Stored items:

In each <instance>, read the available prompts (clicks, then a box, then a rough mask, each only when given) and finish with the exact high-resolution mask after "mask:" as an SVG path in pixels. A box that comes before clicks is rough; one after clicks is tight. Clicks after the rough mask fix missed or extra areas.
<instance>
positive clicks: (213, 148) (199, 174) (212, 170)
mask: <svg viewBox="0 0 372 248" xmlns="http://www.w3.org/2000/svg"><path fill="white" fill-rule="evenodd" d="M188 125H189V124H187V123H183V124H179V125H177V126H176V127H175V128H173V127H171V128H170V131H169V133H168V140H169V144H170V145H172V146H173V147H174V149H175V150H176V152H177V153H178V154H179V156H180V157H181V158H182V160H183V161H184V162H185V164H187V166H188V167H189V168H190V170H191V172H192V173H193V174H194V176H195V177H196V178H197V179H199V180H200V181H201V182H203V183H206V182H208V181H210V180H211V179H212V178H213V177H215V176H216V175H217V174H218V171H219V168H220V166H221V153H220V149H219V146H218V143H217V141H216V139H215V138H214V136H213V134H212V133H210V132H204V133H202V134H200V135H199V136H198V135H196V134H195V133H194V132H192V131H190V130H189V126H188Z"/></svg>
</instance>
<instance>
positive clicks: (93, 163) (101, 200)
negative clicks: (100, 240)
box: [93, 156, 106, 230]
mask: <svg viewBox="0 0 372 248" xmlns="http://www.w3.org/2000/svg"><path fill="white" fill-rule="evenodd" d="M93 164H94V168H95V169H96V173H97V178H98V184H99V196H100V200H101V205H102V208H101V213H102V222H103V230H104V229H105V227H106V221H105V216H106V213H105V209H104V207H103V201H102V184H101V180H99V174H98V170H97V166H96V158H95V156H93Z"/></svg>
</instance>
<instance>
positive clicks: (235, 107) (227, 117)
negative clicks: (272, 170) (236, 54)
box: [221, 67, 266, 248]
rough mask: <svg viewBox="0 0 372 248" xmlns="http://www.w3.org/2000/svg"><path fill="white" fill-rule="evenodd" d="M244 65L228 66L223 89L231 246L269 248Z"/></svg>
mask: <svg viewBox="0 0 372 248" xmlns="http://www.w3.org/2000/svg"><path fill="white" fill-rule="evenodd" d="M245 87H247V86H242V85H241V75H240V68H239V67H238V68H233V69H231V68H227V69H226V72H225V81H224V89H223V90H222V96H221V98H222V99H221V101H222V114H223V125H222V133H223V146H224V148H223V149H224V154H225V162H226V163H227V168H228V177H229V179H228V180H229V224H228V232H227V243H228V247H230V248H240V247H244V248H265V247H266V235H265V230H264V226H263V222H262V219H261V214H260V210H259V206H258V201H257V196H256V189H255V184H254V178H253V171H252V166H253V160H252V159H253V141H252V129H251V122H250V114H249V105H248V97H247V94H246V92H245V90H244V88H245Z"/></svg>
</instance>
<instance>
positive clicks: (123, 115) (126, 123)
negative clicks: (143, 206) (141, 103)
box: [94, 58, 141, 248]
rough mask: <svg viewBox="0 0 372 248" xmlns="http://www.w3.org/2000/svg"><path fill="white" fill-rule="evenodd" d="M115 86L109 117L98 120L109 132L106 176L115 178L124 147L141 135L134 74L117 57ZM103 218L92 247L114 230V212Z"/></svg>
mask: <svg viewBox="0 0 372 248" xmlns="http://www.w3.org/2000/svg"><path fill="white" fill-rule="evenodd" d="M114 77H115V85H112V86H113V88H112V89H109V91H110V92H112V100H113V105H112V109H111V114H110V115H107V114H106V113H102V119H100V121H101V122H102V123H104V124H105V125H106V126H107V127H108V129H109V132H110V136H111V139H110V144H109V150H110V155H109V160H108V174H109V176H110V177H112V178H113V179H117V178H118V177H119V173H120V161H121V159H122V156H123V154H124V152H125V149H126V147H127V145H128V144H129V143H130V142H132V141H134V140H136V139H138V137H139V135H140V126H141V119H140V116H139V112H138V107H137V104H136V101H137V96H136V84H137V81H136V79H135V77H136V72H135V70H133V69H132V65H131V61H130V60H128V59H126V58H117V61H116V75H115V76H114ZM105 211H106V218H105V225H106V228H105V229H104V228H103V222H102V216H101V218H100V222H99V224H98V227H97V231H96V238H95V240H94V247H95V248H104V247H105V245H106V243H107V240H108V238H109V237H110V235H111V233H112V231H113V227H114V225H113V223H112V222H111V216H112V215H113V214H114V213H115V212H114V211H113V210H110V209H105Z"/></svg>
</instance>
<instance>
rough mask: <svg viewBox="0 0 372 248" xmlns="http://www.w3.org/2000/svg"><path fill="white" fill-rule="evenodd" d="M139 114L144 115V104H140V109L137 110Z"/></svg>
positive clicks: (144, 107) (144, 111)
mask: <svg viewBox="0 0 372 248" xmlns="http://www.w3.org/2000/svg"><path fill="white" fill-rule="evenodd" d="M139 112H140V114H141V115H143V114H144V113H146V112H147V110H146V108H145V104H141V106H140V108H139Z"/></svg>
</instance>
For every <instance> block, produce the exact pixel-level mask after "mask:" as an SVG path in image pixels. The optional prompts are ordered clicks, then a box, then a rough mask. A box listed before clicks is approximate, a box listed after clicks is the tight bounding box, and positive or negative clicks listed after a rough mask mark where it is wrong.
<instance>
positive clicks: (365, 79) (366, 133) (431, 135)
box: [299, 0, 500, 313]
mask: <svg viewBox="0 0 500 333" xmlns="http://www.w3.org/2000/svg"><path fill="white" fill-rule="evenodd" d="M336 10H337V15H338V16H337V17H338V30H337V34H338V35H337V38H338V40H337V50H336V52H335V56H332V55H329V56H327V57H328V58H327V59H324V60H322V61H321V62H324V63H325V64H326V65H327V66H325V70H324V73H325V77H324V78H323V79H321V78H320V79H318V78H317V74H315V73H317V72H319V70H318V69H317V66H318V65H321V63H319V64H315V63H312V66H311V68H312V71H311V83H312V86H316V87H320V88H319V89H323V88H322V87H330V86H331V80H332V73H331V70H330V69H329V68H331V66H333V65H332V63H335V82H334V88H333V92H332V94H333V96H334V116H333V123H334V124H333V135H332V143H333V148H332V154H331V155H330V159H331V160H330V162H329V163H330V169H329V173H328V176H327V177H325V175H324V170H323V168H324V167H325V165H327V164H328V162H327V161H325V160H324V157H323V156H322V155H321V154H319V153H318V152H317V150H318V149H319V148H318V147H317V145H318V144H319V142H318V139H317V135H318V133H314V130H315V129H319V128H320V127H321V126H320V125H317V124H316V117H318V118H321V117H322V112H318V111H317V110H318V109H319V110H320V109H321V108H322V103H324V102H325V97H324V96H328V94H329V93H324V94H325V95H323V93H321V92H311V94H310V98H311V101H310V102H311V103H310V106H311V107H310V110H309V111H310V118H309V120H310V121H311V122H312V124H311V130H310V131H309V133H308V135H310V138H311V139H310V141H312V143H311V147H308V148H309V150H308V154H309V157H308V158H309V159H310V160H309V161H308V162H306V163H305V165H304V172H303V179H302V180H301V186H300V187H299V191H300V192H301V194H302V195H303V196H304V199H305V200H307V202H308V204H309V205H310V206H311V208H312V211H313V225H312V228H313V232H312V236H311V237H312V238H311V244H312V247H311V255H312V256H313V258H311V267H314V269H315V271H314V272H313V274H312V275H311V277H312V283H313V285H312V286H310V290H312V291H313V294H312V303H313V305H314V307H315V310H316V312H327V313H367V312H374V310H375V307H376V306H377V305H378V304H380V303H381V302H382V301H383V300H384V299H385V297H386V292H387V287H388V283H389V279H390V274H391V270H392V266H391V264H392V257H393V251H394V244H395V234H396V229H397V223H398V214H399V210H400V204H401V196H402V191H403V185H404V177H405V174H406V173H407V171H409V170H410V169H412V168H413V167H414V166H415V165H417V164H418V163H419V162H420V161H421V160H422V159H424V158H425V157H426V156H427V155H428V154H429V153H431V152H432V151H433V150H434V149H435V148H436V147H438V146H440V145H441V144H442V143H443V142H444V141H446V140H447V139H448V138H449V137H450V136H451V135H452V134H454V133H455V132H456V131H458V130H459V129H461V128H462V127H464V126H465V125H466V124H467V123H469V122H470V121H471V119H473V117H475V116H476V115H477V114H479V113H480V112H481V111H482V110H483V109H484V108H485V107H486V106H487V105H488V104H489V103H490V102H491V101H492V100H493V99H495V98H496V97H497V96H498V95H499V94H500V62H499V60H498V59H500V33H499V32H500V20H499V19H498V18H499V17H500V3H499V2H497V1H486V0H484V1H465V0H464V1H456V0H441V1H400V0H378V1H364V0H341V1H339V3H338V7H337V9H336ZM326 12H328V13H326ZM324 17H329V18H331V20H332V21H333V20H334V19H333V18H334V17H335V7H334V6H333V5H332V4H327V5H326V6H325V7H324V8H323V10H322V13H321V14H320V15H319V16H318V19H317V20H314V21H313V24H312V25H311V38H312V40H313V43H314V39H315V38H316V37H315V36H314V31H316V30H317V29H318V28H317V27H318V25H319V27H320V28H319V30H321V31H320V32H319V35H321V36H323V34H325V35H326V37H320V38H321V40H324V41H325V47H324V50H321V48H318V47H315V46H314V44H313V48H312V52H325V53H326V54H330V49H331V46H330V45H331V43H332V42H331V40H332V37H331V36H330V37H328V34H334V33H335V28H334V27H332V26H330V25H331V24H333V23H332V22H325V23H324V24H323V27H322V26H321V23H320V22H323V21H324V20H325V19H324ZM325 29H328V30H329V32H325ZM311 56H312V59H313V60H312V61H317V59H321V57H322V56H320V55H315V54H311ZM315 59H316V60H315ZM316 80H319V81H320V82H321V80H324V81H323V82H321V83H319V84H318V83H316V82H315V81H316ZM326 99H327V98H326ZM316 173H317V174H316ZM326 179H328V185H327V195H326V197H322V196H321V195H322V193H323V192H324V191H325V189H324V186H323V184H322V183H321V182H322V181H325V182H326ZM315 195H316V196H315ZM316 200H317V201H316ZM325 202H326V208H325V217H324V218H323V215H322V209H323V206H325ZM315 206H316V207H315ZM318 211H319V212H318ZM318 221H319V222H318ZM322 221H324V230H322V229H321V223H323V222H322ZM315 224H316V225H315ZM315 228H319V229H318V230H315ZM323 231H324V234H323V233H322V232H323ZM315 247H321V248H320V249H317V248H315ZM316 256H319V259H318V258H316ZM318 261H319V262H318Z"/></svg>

_What to work on_
Quote, word for word, every line from the top of the entries through the line that holds "negative clicks: (100, 240)".

_Exercise output_
In each <instance>, read the available prompts (clicks, then a box, then a rough mask, each only when given) and finish with the exact high-resolution mask after "mask:" as an SVG path in pixels. A box that comes before clicks is rough; one after clicks is tight. Clicks after the rough mask fix missed or extra areas.
<instance>
positive clicks: (213, 148) (199, 174) (212, 170)
mask: <svg viewBox="0 0 372 248" xmlns="http://www.w3.org/2000/svg"><path fill="white" fill-rule="evenodd" d="M188 125H189V124H187V123H183V124H179V125H177V126H176V127H175V128H173V127H171V128H170V131H169V133H168V140H169V144H170V145H172V146H173V147H174V149H175V150H176V152H177V153H178V154H179V156H180V157H181V158H182V160H183V161H184V162H185V164H187V166H188V167H189V168H190V170H191V172H192V173H193V174H194V176H195V177H196V178H197V179H199V180H200V181H201V182H203V183H206V182H208V181H210V180H211V179H212V178H213V177H215V176H216V175H217V174H218V171H219V168H220V166H221V153H220V149H219V146H218V143H217V141H216V139H215V138H214V136H213V134H212V133H210V132H204V133H202V134H200V135H199V136H198V135H196V134H195V133H194V132H192V131H190V130H189V126H188Z"/></svg>
</instance>
<instance>
positive clicks: (93, 163) (101, 200)
negative clicks: (100, 240)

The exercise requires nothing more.